**Exercise goal**: Below is a block of records; repeat each one exactly.

Position annotation records
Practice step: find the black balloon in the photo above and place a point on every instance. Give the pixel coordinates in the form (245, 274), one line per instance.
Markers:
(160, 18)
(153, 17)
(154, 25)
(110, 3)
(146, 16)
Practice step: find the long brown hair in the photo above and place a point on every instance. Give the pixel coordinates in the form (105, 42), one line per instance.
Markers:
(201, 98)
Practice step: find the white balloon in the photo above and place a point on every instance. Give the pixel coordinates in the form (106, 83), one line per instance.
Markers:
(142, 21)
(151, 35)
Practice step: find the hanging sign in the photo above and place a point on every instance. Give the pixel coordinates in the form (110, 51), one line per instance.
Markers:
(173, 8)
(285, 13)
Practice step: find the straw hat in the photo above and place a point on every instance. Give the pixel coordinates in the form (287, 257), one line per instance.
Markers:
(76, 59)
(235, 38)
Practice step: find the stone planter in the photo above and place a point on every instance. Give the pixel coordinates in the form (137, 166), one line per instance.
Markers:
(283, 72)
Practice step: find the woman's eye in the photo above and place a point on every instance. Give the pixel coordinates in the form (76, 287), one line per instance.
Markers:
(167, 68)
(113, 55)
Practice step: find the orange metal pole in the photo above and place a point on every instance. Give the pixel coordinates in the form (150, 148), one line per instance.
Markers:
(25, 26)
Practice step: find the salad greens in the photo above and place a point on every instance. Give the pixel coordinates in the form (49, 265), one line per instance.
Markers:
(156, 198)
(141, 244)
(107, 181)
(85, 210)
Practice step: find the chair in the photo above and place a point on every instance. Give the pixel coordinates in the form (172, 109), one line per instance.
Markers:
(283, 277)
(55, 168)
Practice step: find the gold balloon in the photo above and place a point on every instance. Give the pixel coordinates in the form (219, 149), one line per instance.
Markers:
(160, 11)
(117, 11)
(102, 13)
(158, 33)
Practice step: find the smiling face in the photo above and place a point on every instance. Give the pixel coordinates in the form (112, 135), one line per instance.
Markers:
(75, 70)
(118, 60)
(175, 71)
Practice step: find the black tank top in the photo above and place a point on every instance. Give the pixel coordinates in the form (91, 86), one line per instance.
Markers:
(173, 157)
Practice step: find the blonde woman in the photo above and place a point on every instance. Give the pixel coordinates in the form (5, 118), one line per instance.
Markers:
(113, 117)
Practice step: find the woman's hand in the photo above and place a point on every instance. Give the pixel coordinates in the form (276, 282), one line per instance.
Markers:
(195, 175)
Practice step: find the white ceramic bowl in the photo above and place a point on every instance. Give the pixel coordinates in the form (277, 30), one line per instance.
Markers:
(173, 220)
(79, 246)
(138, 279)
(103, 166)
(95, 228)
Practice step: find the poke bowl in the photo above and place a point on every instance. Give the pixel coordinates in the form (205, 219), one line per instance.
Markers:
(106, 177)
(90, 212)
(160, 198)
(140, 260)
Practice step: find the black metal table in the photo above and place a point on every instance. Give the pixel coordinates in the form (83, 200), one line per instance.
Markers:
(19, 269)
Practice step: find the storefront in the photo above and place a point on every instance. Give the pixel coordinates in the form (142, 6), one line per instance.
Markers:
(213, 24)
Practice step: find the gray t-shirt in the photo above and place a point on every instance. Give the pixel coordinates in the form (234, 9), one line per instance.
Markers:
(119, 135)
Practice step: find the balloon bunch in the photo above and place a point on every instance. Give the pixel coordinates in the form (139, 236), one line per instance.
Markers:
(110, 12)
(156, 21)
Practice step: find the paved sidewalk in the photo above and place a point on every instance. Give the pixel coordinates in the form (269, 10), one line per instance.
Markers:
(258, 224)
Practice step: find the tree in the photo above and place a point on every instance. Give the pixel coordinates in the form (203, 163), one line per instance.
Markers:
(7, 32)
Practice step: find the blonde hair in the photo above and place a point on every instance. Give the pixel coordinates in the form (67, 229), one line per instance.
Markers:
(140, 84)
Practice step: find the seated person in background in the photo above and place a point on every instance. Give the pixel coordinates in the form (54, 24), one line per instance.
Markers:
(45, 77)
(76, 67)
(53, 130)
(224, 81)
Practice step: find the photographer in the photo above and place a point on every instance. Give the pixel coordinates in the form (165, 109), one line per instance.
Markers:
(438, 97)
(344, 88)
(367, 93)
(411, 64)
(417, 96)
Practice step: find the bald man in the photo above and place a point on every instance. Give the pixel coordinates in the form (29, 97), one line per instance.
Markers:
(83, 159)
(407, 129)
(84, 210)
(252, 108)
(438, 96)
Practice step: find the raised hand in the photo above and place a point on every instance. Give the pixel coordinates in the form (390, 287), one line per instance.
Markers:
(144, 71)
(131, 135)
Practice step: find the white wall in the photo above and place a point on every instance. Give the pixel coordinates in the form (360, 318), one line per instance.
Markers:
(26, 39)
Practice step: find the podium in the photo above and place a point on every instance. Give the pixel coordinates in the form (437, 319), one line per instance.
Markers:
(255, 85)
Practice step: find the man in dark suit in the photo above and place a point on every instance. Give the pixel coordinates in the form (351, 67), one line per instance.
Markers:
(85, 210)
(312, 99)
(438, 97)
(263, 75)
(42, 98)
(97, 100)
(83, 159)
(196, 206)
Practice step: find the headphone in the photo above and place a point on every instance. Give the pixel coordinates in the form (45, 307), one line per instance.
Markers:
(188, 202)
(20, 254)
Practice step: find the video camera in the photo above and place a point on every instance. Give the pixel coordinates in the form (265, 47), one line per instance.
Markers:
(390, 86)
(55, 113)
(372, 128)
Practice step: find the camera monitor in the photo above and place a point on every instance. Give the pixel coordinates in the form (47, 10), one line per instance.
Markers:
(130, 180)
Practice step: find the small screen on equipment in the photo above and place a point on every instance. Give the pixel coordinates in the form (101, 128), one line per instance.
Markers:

**Response to the exercise**:
Practice step: find the black balloon in the photo above and place a point on every instance. Give the pixel coordinates in the form (245, 274), one line per instance.
Markers:
(160, 18)
(153, 17)
(154, 25)
(110, 3)
(146, 16)
Practice step: find the long brown hair in the photo above and place a point on every instance. Give the pixel coordinates in the form (105, 42), one line per instance.
Markers:
(201, 98)
Practice step: find the white balloon in the photo above and place a point on every instance. Give the pixel coordinates in the form (106, 83), one line per instance.
Markers:
(142, 21)
(151, 35)
Practice step: find the hanging sign in the photo above and place a point on every instance. Give the pixel coordinates in the form (110, 51), one line per instance.
Markers:
(173, 8)
(285, 13)
Practice step: find the straw hat in the photo above and place a point on every instance. Give the pixel coordinates in the form (287, 257), one line per instance.
Markers:
(76, 59)
(235, 38)
Practice step: find the stone planter in the photo above and place a point on every instance. Give the pixel coordinates in the form (137, 166), one line per instance.
Markers:
(283, 72)
Practice step: find the woman's eye in the photo above and place a point on every instance. Give the pixel coordinates in the form (76, 287), one line per instance.
Markers:
(167, 68)
(113, 55)
Practice step: find the orange metal pole in the photo above and place a point on every instance. Give the pixel coordinates in the form (150, 148), one line per instance.
Markers:
(25, 26)
Practice step: find the salad greens in the photo above and place a point on every instance. Give the pixel coordinates in the form (49, 265), one line per instance.
Markers:
(156, 198)
(141, 244)
(107, 181)
(85, 210)
Practice step: find the chair in the photo above and place a point on every instance. Give the pixel coordinates in the form (172, 109), one line per instance.
Markers:
(283, 277)
(55, 168)
Practice step: find the gold balloon in the photo above and place a point on every instance. Give the pixel coordinates in the form (219, 149), one line per instance.
Markers:
(160, 11)
(117, 11)
(102, 13)
(158, 33)
Practice step: find the smiling face in the photo above and place a point on every instance. Give the pixel coordinates in the form (112, 135), one line per instance.
Markers:
(75, 70)
(118, 60)
(175, 71)
Practice step: find the black tank top in the photo above and place a point on every instance. Give the pixel coordinates in the form (91, 86), one line per instance.
Markers:
(173, 157)
Practice step: find the blonde woman in the photo above and place a point on every instance. Give the pixel coordinates in the form (5, 118), one line per instance.
Markers:
(113, 117)
Practice step: find the woman's hand in the photo above and place a point on every instance. Give the pixel coordinates in the form (276, 282), one line per instance.
Markers:
(195, 175)
Practice step: find the white ceramic bowl in the photo above and place a point on every instance. Give the pixel coordinates in the form (277, 30), one line per instance.
Markers:
(173, 220)
(79, 246)
(138, 279)
(103, 166)
(95, 228)
Practice step: find the poke bowl in the photo above and place a point on every instance. Give the pixel coordinates in the form (205, 219), one line per instance.
Markers:
(106, 177)
(90, 212)
(160, 198)
(140, 260)
Practice step: find the black metal table in the photo above and place a point on every instance. Give the pixel coordinates in the form (83, 200), one line per instance.
Markers:
(19, 269)
Practice step: find the storefront in the photo above and place a point on every instance. Give the pixel coordinates in the form (142, 6), one line per instance.
Markers:
(213, 24)
Practice step: find the gray t-shirt in the photo above and place a point on every instance. Give the pixel coordinates in the form (234, 9), one line per instance.
Markers:
(119, 135)
Practice step: find the balloon bunch in the photo above and place a point on every instance. Give the pixel coordinates in the form (139, 236), one line per instance.
Markers:
(110, 12)
(156, 21)
Practice step: find the paved sidewalk in the photo above and place a point on every instance. Give the pixel coordinates in the form (269, 10), one line per instance.
Markers:
(258, 224)
Practice step: find the tree in the photo above and place a point on every instance. Give the pixel coordinates in the form (203, 163), one line per instance.
Markers:
(7, 32)
Practice step: find the blonde hair in the photo above and place a point on every instance. Give the pixel coordinates in the form (67, 229), one line per instance.
Markers:
(140, 84)
Practice step: find the seated person in background in the photo above and place a point on every instance. Give the pixel coordinates in the form (54, 24), one line per instance.
Markers:
(45, 77)
(76, 67)
(53, 130)
(224, 81)
Practice step: find the photographer in the photo above and place a point on every instance. Give the pixel coordinates in the form (165, 109), one line per instance.
Markers:
(438, 97)
(344, 88)
(367, 93)
(411, 64)
(417, 96)
Practice step: find the bald man in the photo above and place a point on every instance. Give the pixel coordinates in the form (29, 97), one line per instance.
Markers:
(83, 159)
(407, 129)
(84, 210)
(252, 108)
(438, 96)
Practice step: find the raised hand in the photo above and place a point on every instance. Give the pixel coordinates in the form (390, 287), one line per instance.
Markers:
(144, 71)
(131, 135)
Practice step: find the white wall in the photo above and place a point on every instance. Give the pixel coordinates in the form (360, 318), one line per instance.
Markers:
(26, 39)
Practice step: find the podium in the photo above and place a point on every instance. Give the pixel coordinates in the form (437, 319), one line per instance.
Markers:
(255, 85)
Practice step: find the man in dark suit in the photo above and place a point on every instance. Give the pixel coordinates in the form (351, 67), one line per instance.
Markers:
(85, 210)
(312, 99)
(438, 97)
(263, 75)
(42, 98)
(97, 100)
(83, 159)
(196, 206)
Practice step: find the headphone in the photo above and place a point on every instance. Give the pixel coordinates in the form (45, 307), one line per instance.
Markers:
(188, 202)
(20, 254)
Practice step: find the video camera in the photo above and place a point on every instance. Give the pixel coordinates in the form (265, 47), one line per instance.
Markers:
(390, 86)
(55, 113)
(372, 128)
Practice step: find the camera monitor in the photo above and place a point on every instance. Give the pixel coordinates in the form (47, 10), one line per instance.
Markers:
(130, 180)
Practice step: find the small screen on equipment in the photo above and place a point on every instance. Give the pixel coordinates in the form (101, 128), one line per instance.
Markers:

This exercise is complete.